- [WRITTEN INSTRUCTION 1]:
Among the entries, could you convert the part that opens with the line containing "the soldier's leg" and runs through the end of the entries into a numbered list, with both ends included, blank lines dropped and the pictures left out?

- [EXTRACTED TEXT]:
........
Dinner at Home

March 2008

My March trip to Napa Valley was fantastic. I visited several estates and attended La Paulée in San Francisco. Although I had a number of terrific meals, none gave me more pleasure than the dinners I enjoyed at the gorgeous St. Helena home of dear friends. For the sake of simplicity both dinners are listed below.

One of the things I enjoy most is drinking great wines but in a casual, relaxed setting. And so it was that we drank these two beautiful bottles of Krug around the kitchen table as we snacked on light hors d’oeuvres. Both wines were fantastic. The 1985 Krug was delicate, perfumed and lithe on the palate, with superb freshness and a more compact frame than the 1988. I came back to it often and never failed to be seduced by its mesmerizing personality. The 1988 Krug was decidedly more intense and full-bodied. It had everything; gorgeous fruit, acidity, texture and loads of complexity. In short, it was stunning. Domaine de la Romanée-Conti’s 1978 Romanée St. Vivant was incredibly beautiful. Still fresh, vibrant and layered, it continued to evolve in the glass, revealing notable detail in its sweet fruit, spices and menthol. The 1980 Domaine de la Romanée-Conti’s Romanée St. Vivant, on the other hand, was fully mature and perhaps slightly past its peak. The color was faded, and the wine presented a tertiary expression of sweet, perfumed fruit, autumn leaves and baking spices, with resolved tannins and a medium-bodied, soft-textured personality. Though pretty, I probably would have enjoyed it more at an earlier stage in its life. I also noted that the wine was considerably less fresh than recent bottles of the Grands-Echézeaux and La Tâche of the same vintage.
........
- [WRITTEN INSTRUCTION 2]:
In the dinner notes, which Krug vintage is described as decidedly more intense and full-bodied?
........
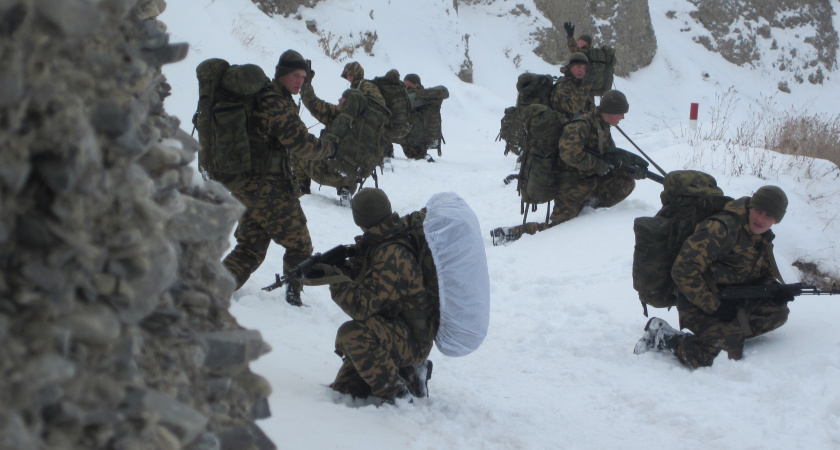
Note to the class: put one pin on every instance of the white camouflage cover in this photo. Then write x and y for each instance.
(454, 238)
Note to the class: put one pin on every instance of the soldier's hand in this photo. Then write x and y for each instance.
(570, 29)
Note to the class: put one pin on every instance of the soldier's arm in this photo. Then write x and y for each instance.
(322, 111)
(379, 289)
(709, 243)
(285, 125)
(572, 148)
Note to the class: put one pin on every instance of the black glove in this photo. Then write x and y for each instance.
(570, 29)
(726, 311)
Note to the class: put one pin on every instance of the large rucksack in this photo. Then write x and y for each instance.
(357, 131)
(446, 237)
(396, 98)
(426, 128)
(541, 165)
(227, 98)
(689, 197)
(531, 88)
(602, 66)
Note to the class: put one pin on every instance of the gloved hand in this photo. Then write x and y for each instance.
(570, 29)
(726, 311)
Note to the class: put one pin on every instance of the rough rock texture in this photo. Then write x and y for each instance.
(114, 322)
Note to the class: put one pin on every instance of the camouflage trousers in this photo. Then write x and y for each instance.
(577, 192)
(272, 213)
(374, 350)
(711, 335)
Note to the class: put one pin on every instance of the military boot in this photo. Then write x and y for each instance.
(503, 235)
(293, 289)
(658, 336)
(417, 378)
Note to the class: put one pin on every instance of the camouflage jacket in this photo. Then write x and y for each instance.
(724, 247)
(387, 276)
(569, 96)
(583, 139)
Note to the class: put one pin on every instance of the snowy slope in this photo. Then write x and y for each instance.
(557, 368)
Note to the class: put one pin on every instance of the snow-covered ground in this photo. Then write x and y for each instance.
(557, 369)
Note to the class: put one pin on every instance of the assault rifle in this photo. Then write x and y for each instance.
(779, 292)
(334, 256)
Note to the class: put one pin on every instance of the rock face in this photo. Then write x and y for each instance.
(114, 322)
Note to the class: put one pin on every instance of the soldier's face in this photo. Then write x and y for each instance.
(292, 81)
(612, 119)
(578, 70)
(760, 222)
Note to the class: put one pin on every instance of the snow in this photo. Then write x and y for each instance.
(557, 368)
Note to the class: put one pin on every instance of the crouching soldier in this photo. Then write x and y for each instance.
(385, 345)
(731, 248)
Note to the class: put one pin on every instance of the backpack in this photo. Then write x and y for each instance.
(602, 66)
(531, 88)
(227, 98)
(446, 237)
(689, 197)
(396, 99)
(357, 131)
(426, 128)
(541, 163)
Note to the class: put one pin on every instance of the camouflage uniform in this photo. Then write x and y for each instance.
(580, 183)
(384, 301)
(269, 193)
(570, 96)
(413, 151)
(319, 171)
(724, 249)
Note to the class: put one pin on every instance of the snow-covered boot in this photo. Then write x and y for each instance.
(658, 336)
(344, 197)
(417, 378)
(503, 235)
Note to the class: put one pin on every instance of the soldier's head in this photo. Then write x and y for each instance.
(353, 72)
(290, 71)
(370, 207)
(577, 64)
(584, 40)
(411, 79)
(767, 208)
(613, 107)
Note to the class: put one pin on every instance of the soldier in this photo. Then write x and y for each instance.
(384, 348)
(570, 96)
(730, 248)
(269, 194)
(586, 179)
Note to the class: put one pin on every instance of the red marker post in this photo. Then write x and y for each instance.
(692, 118)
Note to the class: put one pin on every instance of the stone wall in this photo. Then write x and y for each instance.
(114, 322)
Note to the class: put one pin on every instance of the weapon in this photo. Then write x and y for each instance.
(334, 256)
(780, 292)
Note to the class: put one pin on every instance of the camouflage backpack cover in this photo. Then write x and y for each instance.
(396, 99)
(540, 160)
(227, 97)
(426, 128)
(531, 88)
(602, 66)
(356, 132)
(689, 197)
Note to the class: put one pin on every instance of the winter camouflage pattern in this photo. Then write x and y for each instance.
(384, 302)
(269, 194)
(723, 246)
(271, 214)
(570, 96)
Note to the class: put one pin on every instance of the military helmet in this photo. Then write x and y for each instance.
(771, 200)
(614, 102)
(577, 58)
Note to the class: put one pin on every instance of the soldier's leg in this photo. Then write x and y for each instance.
(377, 348)
(612, 189)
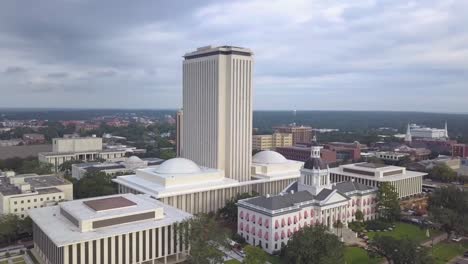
........
- [WORKED ANSWER 1]:
1. Note to the class: put one pin on every instance of the soldier's leg in this photo. Then write x and y for each instance.
2. (377, 348)
3. (612, 189)

- [WORKED ANSWER 2]:
The 1988 Krug.